Top of Data for review

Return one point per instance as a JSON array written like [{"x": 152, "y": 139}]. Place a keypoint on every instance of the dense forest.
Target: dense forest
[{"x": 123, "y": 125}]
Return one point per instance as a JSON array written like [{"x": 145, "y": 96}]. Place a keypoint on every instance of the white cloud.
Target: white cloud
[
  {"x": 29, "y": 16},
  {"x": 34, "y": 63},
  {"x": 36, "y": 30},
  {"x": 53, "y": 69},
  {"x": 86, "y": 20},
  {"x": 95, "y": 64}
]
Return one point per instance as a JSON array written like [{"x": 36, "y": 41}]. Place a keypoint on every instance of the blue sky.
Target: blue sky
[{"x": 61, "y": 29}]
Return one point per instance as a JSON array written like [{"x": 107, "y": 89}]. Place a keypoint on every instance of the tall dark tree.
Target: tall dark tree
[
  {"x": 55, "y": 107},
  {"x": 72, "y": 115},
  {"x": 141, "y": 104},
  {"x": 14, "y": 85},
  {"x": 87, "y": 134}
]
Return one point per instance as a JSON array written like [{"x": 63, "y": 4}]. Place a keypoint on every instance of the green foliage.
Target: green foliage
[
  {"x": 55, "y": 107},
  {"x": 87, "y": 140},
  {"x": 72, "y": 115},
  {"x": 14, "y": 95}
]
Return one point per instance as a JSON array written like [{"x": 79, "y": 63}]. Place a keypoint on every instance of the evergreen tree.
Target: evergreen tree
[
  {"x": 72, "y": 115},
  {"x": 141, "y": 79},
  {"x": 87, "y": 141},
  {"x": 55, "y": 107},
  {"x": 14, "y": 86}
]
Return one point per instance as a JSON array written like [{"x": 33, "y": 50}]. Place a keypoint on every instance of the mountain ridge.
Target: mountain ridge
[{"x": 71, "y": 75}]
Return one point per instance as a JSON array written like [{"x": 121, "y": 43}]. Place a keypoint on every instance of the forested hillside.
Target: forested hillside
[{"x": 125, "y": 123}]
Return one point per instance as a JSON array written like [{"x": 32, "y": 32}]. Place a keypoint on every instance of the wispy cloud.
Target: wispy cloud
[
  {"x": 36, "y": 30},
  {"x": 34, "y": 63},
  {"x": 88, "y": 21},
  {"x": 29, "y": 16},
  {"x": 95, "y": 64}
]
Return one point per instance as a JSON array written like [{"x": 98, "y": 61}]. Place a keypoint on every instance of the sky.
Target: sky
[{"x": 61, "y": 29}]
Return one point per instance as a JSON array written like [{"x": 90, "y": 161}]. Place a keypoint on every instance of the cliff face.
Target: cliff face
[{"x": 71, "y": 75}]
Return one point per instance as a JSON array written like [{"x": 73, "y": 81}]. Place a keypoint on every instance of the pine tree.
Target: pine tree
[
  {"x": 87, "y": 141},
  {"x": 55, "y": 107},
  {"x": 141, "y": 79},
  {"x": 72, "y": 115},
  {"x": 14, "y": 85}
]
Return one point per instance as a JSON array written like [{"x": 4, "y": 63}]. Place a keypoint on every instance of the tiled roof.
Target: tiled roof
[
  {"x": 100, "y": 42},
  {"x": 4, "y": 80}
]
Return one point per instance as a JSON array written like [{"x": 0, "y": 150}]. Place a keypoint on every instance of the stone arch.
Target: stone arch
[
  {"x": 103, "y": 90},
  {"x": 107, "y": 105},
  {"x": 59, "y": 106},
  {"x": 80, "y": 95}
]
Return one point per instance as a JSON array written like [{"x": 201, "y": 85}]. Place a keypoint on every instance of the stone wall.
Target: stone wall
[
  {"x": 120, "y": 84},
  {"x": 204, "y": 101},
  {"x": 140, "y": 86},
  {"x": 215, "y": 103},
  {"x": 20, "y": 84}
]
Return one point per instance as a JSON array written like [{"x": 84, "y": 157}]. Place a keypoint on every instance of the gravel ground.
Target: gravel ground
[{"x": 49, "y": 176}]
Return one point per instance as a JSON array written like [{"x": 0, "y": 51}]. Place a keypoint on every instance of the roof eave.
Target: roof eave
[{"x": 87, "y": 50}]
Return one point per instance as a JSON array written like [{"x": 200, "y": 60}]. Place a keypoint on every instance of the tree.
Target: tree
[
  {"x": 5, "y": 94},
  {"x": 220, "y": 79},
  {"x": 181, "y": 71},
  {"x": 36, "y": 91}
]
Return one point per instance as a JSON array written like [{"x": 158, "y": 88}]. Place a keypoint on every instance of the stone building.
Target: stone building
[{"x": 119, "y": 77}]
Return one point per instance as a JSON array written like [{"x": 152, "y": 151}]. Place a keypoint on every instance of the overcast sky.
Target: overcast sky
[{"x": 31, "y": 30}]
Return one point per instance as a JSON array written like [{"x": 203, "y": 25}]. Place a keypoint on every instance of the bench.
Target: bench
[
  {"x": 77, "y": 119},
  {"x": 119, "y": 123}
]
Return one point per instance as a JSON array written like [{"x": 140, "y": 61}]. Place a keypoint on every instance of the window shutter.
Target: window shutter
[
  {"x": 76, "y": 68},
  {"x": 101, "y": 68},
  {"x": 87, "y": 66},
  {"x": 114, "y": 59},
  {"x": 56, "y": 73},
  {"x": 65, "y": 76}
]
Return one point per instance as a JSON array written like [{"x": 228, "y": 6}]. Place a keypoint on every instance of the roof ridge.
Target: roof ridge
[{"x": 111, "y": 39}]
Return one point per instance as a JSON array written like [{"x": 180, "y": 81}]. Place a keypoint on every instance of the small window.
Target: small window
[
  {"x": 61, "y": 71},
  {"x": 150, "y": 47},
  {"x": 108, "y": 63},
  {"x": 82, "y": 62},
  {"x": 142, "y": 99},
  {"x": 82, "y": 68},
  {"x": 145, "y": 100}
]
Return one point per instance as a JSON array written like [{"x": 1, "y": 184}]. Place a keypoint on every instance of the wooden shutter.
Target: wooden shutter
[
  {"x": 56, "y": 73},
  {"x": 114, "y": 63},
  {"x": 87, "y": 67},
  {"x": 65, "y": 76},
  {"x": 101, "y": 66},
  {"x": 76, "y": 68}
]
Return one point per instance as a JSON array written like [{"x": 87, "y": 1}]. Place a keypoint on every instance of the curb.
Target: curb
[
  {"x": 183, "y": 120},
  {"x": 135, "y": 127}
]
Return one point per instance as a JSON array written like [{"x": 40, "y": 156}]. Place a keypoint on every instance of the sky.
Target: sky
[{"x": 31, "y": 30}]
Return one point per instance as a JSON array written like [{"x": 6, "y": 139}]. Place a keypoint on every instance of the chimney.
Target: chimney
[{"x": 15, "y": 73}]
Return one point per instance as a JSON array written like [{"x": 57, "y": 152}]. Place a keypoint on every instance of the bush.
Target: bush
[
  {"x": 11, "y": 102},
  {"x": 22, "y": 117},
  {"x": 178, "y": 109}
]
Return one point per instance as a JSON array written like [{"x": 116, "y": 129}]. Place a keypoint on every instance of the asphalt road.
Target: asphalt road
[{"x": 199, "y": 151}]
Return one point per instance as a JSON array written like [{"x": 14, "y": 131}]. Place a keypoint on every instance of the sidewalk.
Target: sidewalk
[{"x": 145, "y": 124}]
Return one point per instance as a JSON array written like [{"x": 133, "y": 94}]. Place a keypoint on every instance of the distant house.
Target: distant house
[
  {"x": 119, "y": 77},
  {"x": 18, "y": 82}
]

Bottom of Data for review

- **Assignment**:
Above are the records; copy all of them exactly.

- **Result**:
Return one point per instance as a JSON array written like [{"x": 152, "y": 139}]. Place a keypoint on every instance of the dense forest.
Target: dense forest
[{"x": 123, "y": 125}]
Return one point per instance as a JSON array written like [{"x": 145, "y": 96}]. Place a keypoint on every instance of the white cloud.
Target: white cloud
[
  {"x": 29, "y": 16},
  {"x": 34, "y": 63},
  {"x": 36, "y": 30},
  {"x": 53, "y": 69},
  {"x": 86, "y": 20},
  {"x": 95, "y": 64}
]
Return one point per instance as a JSON array written like [{"x": 36, "y": 41}]. Place a keypoint on every instance of the blue sky.
Target: blue sky
[{"x": 61, "y": 29}]
Return one point per instance as a JSON array written like [{"x": 107, "y": 89}]. Place a keypoint on every instance of the tall dark tree.
Target: tall dark tree
[
  {"x": 55, "y": 107},
  {"x": 72, "y": 115},
  {"x": 141, "y": 104},
  {"x": 14, "y": 85},
  {"x": 87, "y": 134}
]
Return one point per instance as a JSON array written like [{"x": 63, "y": 4}]. Place a keypoint on every instance of the green foliage.
Target: green foliage
[
  {"x": 55, "y": 107},
  {"x": 87, "y": 140},
  {"x": 72, "y": 115},
  {"x": 14, "y": 95}
]
Return one point per instance as a JSON array written like [{"x": 79, "y": 63}]. Place a keypoint on every instance of the evergreen tree.
Target: evergreen tree
[
  {"x": 72, "y": 115},
  {"x": 141, "y": 79},
  {"x": 87, "y": 141},
  {"x": 55, "y": 107},
  {"x": 14, "y": 86}
]
Return one point per instance as a JSON array written like [{"x": 33, "y": 50}]. Place a keypoint on every instance of the mountain ridge.
Target: mountain ridge
[{"x": 71, "y": 75}]
Return one point per instance as a JSON array written like [{"x": 121, "y": 43}]. Place a keypoint on every instance of the forested hillside.
Target: forested hillside
[{"x": 125, "y": 123}]
Return one point per instance as a JSON array written like [{"x": 32, "y": 32}]. Place a keypoint on every instance of the wispy cloud.
Target: wispy cloud
[
  {"x": 36, "y": 30},
  {"x": 34, "y": 63},
  {"x": 88, "y": 21},
  {"x": 29, "y": 16},
  {"x": 95, "y": 64}
]
Return one point per instance as a JSON array written like [{"x": 98, "y": 61}]. Place a keypoint on every instance of the sky.
Target: sky
[{"x": 61, "y": 29}]
Return one point per instance as a JSON array written like [{"x": 90, "y": 161}]. Place a keypoint on every instance of the cliff face.
Target: cliff face
[{"x": 71, "y": 75}]
Return one point per instance as a JSON array written like [{"x": 73, "y": 81}]. Place a keypoint on every instance of the pine tree.
Target: pine tree
[
  {"x": 87, "y": 141},
  {"x": 55, "y": 107},
  {"x": 141, "y": 79},
  {"x": 72, "y": 115},
  {"x": 14, "y": 85}
]
Return one point per instance as a JSON array written like [{"x": 4, "y": 63}]. Place a keypoint on every instance of the tiled roof.
Target: tiled roof
[
  {"x": 100, "y": 42},
  {"x": 4, "y": 80}
]
Return one point per instance as a JSON array written like [{"x": 0, "y": 150}]. Place a keypoint on every instance of the stone arch.
Target: stone arch
[
  {"x": 103, "y": 90},
  {"x": 107, "y": 105},
  {"x": 59, "y": 106},
  {"x": 80, "y": 95}
]
Return one point per instance as a JSON array written like [{"x": 201, "y": 85}]. Place a keypoint on every instance of the stone wall.
Target: stone wall
[
  {"x": 120, "y": 84},
  {"x": 204, "y": 101},
  {"x": 140, "y": 86},
  {"x": 215, "y": 103},
  {"x": 20, "y": 84}
]
Return one point per instance as a JSON array written like [{"x": 84, "y": 157}]. Place a keypoint on every instance of the gravel ground.
Target: gravel ground
[{"x": 49, "y": 176}]
Return one point per instance as a JSON array written like [{"x": 0, "y": 51}]. Place a keypoint on every instance of the roof eave.
Target: roof eave
[{"x": 87, "y": 50}]
Return one point per instance as a JSON array written like [{"x": 200, "y": 60}]. Place a keypoint on every instance of the tree.
Target: tree
[
  {"x": 5, "y": 94},
  {"x": 220, "y": 79},
  {"x": 181, "y": 71},
  {"x": 36, "y": 91}
]
Return one point per instance as a JSON array written like [{"x": 158, "y": 88}]. Place a keypoint on every instance of the stone building.
Target: stone building
[{"x": 119, "y": 77}]
Return one point per instance as a JSON array written like [{"x": 152, "y": 151}]. Place a keypoint on every instance of the overcast sky.
Target: overcast sky
[{"x": 31, "y": 30}]
Return one point per instance as a JSON array written like [{"x": 203, "y": 25}]. Place a keypoint on every instance of the bench.
Target: bench
[
  {"x": 77, "y": 119},
  {"x": 119, "y": 123}
]
Return one point per instance as a JSON array written like [{"x": 140, "y": 61}]. Place a keypoint on every instance of the window shutter.
Target: window shutter
[
  {"x": 76, "y": 68},
  {"x": 101, "y": 68},
  {"x": 87, "y": 66},
  {"x": 114, "y": 59},
  {"x": 56, "y": 73},
  {"x": 65, "y": 76}
]
Return one point per instance as a JSON array written like [{"x": 228, "y": 6}]. Place a keypoint on every instance of the roof ridge.
Target: roof ridge
[{"x": 111, "y": 39}]
Return one point per instance as a JSON array written like [{"x": 180, "y": 81}]. Place a keypoint on every instance of the small window.
Target: small window
[
  {"x": 61, "y": 71},
  {"x": 150, "y": 47},
  {"x": 108, "y": 63},
  {"x": 82, "y": 62},
  {"x": 142, "y": 99},
  {"x": 82, "y": 68},
  {"x": 145, "y": 100}
]
Return one point per instance as a JSON array written like [{"x": 1, "y": 184}]. Place a keypoint on every instance of the wooden shutter.
Target: wooden shutter
[
  {"x": 56, "y": 73},
  {"x": 114, "y": 63},
  {"x": 87, "y": 67},
  {"x": 65, "y": 76},
  {"x": 101, "y": 66},
  {"x": 76, "y": 68}
]
Return one point per instance as a JSON array written like [{"x": 87, "y": 1}]. Place a keypoint on every instance of the curb.
Target: curb
[
  {"x": 183, "y": 120},
  {"x": 135, "y": 127}
]
Return one point per instance as a JSON array written like [{"x": 40, "y": 156}]. Place a keypoint on every instance of the sky.
Target: sky
[{"x": 31, "y": 30}]
Return one point per instance as a JSON array written like [{"x": 6, "y": 139}]. Place a keypoint on every instance of the chimney.
Target: chimney
[{"x": 15, "y": 73}]
Return one point per instance as a JSON array written like [{"x": 57, "y": 152}]. Place a keypoint on every instance of the bush.
Target: bush
[
  {"x": 11, "y": 102},
  {"x": 22, "y": 117},
  {"x": 178, "y": 109}
]
Return one point per instance as a JSON array written like [{"x": 116, "y": 129}]. Place a keypoint on every instance of the asphalt road.
Target: asphalt road
[{"x": 199, "y": 151}]
Return one point per instance as a JSON array written like [{"x": 14, "y": 131}]. Place a keypoint on every instance of the sidewalk.
Target: sidewalk
[{"x": 145, "y": 124}]
Return one point per instance as a JSON array written like [{"x": 133, "y": 94}]. Place a keypoint on every instance of the distant house.
Target: distant house
[
  {"x": 119, "y": 77},
  {"x": 18, "y": 82}
]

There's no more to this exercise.